To be done ▸ In the discussion of Arrow and memory mapping, what does the later comment say memory-mapping files maps?

Source ▸
>>>>>
From what I could find, Arrow supports reading (writing?) data from (to?) memory-mapped files (i.e., memory regions created through mmap and friends). However, this has no relation to how the IO is being done, hence not related to access to IO devices using either IO ports, or memory mappings (DMA and such).

This section seems to be mixing up two fairly distinct concepts, i.e., talking about ways to access IO devices and transfer data to/from them (among which memory mapping is an option), where the memory mapping (mmap of files) as used by Arrow is something a little different.

1 comments

The section is completely false. Memory-mapping files maps pages from the page cache, which lives in main memory. I suppose the author confused this with memory-mapped I/O and then confused port-based I/O with applications using syscalls. I see how you can arrive in that situation when you're only viewing the system through high-level abstractions in Java.
<<<<<
(Records excerpted from a collection)
>>>>>
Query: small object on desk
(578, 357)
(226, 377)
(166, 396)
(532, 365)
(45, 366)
<<<<<
The solution ▸ It maps pages from the page cache, which lives in main memory.